> _TEXT EXTRACT_
Wednesday, July 31, 2013

Documenting DATEDIFF

Does anyone know how DATEDIFF works, in SQL Anywhere?

To put it another way, do you know exactly what DATEDIFF does, for all the date units: year, month, day and so on? Or even what it does for some of the date units?

As it turns out, I didn't, not exactly. And because DATEDIFF has appeared so many times in this blog, it's time for a closer look... especially after publishing Should Examples Work?

DATEDIFF hasn't just been used in this blog, it's been a cornerstone feature of how-to posts like Today's Tip: Counting Days of the Week and Everything Looks Like a Database as well as the subject of in-depth discussions like:
  • EXPRTYPE, DATEDIFF, MICROSECOND, BIGINT and Volker Barth announced that starting with Version 12 DATEDIFF returns BIGINT instead of INTEGER for hour, minute, second, millisecond and microsecond date parts.

  • Let's play "Gotcha!" - Round Two warned "don't let your SQL code stray outside the true useful range for the TIMESTAMP data type which is 1600-02-28 23:59:59 to 7910-12-31 23:59:59".

  • Let's play "Gotcha!" - Round Three warned "don't let the fact that DATEDIFF has been enhanced to return BIGINT values lead you to assume that DATEADD will accept a BIGINT... it won't; you're stuck using INTEGER values."

  • Beware CURRENT TIMESTAMP talked about how Windows might reset CURRENT TIMESTAMP backwards in time if a drifting system clock can't be handled by adjusting the clock rate.
Here's what the Help says about DATEDIFF:
This function calculates the number of date parts between two specified dates. The result is a signed integer value equal to (date-expression-2 - date-expression-1), in date parts.

The DATEDIFF function results are truncated, not rounded, when the result is not an even multiple of the date part.

When you use day as the date part, the DATEDIFF function returns the number of midnights between the two times specified, including the second date but not the first.

When you use month as the date part, the DATEDIFF function returns the number of first-of-the-months between two dates, including the second date but not the first.

When you use week as the date part, the DATEDIFF function returns the number of Sundays between the two dates, including the second date but not the first.

Dataset rows
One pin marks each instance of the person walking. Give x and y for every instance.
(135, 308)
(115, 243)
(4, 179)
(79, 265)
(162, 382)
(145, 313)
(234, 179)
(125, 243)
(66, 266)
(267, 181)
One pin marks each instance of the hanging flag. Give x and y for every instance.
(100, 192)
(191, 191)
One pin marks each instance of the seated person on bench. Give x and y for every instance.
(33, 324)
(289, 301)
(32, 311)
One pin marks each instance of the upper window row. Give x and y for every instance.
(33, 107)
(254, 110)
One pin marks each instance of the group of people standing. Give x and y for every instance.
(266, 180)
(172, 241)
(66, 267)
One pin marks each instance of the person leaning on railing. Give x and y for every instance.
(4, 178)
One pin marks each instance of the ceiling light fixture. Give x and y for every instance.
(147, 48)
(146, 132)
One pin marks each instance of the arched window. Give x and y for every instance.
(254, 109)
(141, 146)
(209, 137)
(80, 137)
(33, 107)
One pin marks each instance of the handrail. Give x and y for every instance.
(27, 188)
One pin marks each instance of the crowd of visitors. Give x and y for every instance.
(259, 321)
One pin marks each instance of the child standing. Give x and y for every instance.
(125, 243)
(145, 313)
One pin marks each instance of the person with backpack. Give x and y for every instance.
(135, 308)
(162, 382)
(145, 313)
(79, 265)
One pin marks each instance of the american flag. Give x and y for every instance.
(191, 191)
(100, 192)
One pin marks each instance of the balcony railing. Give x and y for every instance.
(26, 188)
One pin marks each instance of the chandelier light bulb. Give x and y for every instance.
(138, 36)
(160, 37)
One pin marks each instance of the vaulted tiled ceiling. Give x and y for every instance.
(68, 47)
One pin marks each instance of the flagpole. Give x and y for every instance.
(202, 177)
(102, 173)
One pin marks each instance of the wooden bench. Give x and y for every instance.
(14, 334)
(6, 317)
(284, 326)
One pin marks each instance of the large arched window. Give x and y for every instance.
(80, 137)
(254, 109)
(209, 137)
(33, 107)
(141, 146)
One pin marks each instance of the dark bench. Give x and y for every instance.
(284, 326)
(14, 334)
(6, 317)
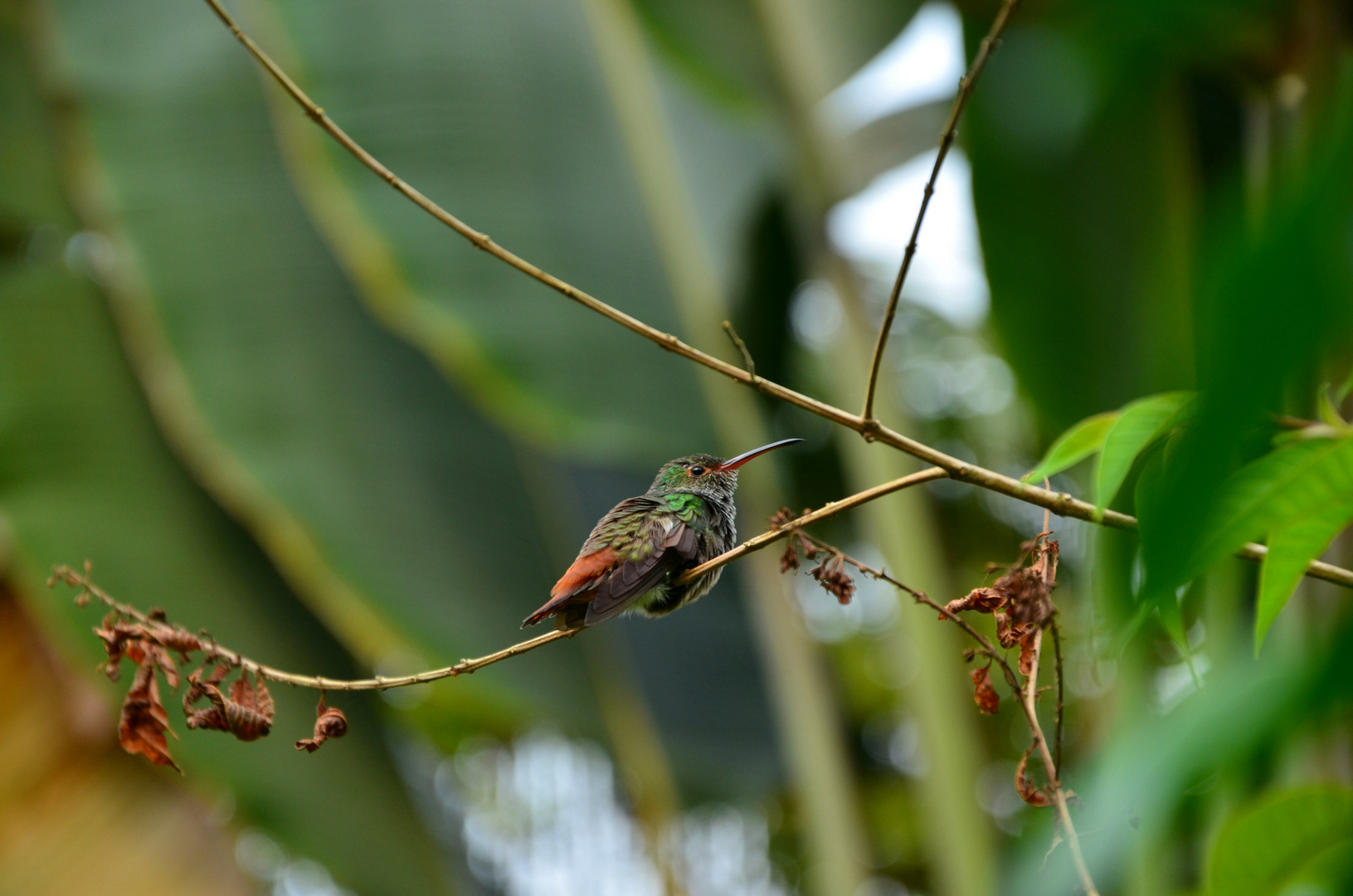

> _GOALS_
(1) Summarize the DATEDIFF post in two sentences.
(2) Write the next part of the DATEDIFF post, picking up after its last sentence.

> _ANSWERS TO EACH TASK_
(1) The post asks whether readers know exactly how SQL Anywhere's DATEDIFF behaves for each date unit, admits the writer didn't, and lists earlier posts that relied on or examined it, including one noting that it returns BIGINT for some date parts starting with Version 12. It then quotes the Help, which says results are truncated rather than rounded and that the day, month and week parts count midnights, first-of-the-months and Sundays between the dates, including the second date but not the first.

(2)
Here's what the Help should say:
DATEDIFF ( year, date-expression-1, date-expression-2 ) returns the integer number of year boundaries between date-expression-1 and date-expression-2.

DATEDIFF ( quarter, date-expression-1, date-expression-2 ) returns the integer number of quarter boundaries between date-expression-1 and date-expression-2.

DATEDIFF ( month, date-expression-1, date-expression-2 ) returns the integer number of month boundaries between date-expression-1 and date-expression-2.

DATEDIFF ( week, date-expression-1, date-expression-2 ) returns the integer number of week boundaries between date-expression-1 and date-expression-2.

DATEDIFF ( day, date-expression-1, date-expression-2 ) returns the integer number of day boundaries between date-expression-1 and date-expression-2.

DATEDIFF ( dayofyear, date-expression-1, date-expression-2 ) returns the integer dayofyear difference = DATEPART ( dayofyear, date-expression-2 ) - DATEPART ( dayofyear, date-expression-1 ).

DATEDIFF ( hour, date-expression-1, date-expression-2 ) returns the bigint number of hours between date-expression-1 and date-expression-2.

DATEDIFF ( minute, date-expression-1, date-expression-2 ) returns the bigint number of minute boundaries between date-expression-1 and date-expression-2.

DATEDIFF ( second, date-expression-1, date-expression-2 ) returns the bigint number of seconds between date-expression-1 and date-expression-2.

DATEDIFF ( millisecond, date-expression-1, date-expression-2 ) returns the bigint number of millisecond boundaries between date-expression-1 and date-expression-2.

DATEDIFF ( microsecond, date-expression-1, date-expression-2 ) returns the bigint number of microseconds between date-expression-1 and date-expression-2.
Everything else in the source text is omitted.